### [DIRECTIVE A]
Transcribe the part of the wireless docking claims starting at "2. The communication" and ending at "key has expired.".
### [DIRECTIVE B]
In the wireless docking claims, what is used as the input value when the group key for each group is set?
### [DIRECTIVE C]
Resume the wireless docking claims text after its final sentence.

2. The communication method of claim 1 , wherein the group key generated for each group is set using an identifier of the group as an input value.
3. The communication method of claim 1 , further comprising generating a new group key of the group and delivering the group key to clients of the group, if the effective time of the group key has expired.
4. The communication method of claim 1 , further comprising delivering the group key through a group connection process for a dockee that has sent a request for connection to the group.
5. The communication method of claim 1 , further comprising:
calculating a new group key of the group upon receiving a request for disconnection from the group from the dockee; and
delivering the new group key to clients of the group.
6. The communication method of claim 1 , wherein the delivering of the group key comprises:
sending a request for disconnection to the clients comprising the dockee, if completing connection between the group and the dockee that has sent the request for connection to the group; and
delivering the group key to the clients comprising the dockee during the disconnection.
7. A communication method using a group key for security of a wireless docking-based service, the communication method comprising:
performing, with a docking center, a procedure for joining a group that supports a first service among wireless docking-based services provided by the docking center; and
obtaining group key-related information of the group from the docking center.
8. The communication method of claim 7 , wherein the obtaining of the group key-related information comprises receiving security key-related information of the group, if sending a docking connection request to the docking center and receiving a response to the docking connection request after completing the group joining procedure.
9. The communication method of claim 7 , wherein the obtaining of the group key-related information of the group comprises:
obtaining a group key of the group updated from the docking center that has performed re-connection with peripheral devices of the group, if sending the docking connection request to the docking center and receiving a response to the docking connection request after completing the group joining procedure; and
performing communication with the peripheral devices by using the updated group key of the group.
10. A docking center that communicates using a group key for security of a wireless docking-based service, the docking center comprising:
a controller configured to group peripheral devices for each wireless docking-based service in association with the peripheral devices and to generate a group key that is effective for a time being predetermined for each group; and
a transceiver configured to deliver the group key of the group to clients of the group according to an instruction of the controller.

Entries taken from a collection
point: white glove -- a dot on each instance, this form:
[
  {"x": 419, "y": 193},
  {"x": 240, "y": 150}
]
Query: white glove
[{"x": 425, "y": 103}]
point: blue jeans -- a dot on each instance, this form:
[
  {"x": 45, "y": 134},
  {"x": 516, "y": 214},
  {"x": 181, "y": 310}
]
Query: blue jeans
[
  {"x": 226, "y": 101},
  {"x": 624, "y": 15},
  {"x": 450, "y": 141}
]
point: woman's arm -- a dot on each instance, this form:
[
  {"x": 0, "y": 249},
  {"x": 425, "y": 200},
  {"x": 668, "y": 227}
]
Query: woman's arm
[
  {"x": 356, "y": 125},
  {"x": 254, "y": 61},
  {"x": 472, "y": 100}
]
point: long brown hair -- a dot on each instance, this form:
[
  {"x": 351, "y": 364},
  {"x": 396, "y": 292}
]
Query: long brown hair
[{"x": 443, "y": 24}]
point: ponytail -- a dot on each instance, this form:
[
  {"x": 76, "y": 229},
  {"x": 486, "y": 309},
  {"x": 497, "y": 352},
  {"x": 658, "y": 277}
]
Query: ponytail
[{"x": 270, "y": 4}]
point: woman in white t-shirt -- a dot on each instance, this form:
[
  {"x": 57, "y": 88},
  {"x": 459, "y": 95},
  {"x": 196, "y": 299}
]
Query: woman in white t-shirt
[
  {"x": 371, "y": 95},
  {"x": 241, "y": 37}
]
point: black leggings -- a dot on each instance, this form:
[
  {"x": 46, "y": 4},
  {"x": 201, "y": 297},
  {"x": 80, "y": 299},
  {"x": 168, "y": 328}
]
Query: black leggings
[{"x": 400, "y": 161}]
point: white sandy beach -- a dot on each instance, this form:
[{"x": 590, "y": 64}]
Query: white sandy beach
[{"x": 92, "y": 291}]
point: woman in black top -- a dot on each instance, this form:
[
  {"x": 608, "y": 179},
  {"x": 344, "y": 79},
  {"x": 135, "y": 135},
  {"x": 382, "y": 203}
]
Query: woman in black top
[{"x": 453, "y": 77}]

### [REPLY A]
2. The communication method of claim 1 , wherein the group key generated for each group is set using an identifier of the group as an input value.
3. The communication method of claim 1 , further comprising generating a new group key of the group and delivering the group key to clients of the group, if the effective time of the group key has expired.

### [REPLY B]
The identifier of the group.

### [REPLY C]
11. The docking center of claim 10 , wherein the group key generated for each group is set using an identifier of the group as an input value.
12. The docking center of claim 10 , wherein if the effective time of the group key has expired, the controller controls the transceiver to generate a new group key of the group and to deliver the group key to clients of the group.
13. The docking center of claim 12 , wherein the controller controls the transceiver to deliver the group key through a group connection process for a dockee that has sent a request for connection to the group.
14. The docking center of claim 10 , wherein upon recognizing reception of a disconnection request from a dockee included in the group, the controller controls the transceiver to calculate a new group key of the group and to deliver the new group key to clients of the group.
15. The docking center of claim 10 , wherein if connection between the group and the dockee that has sent the request for connection to the group is completed, the controller controls the transceiver to send a request for disconnection to the clients comprising the dockee and to deliver the group key to the clients comprising the dockee during the disconnection.
16. A communication device using a group key for security of a wireless docking-based service, the communication device comprising:
a controller configured to perform, with a docking center, a procedure for joining a group that supports a first service among wireless docking-based services provided by the docking center; and
a transceiver configured to obtain group key-related information of the group from the docking center.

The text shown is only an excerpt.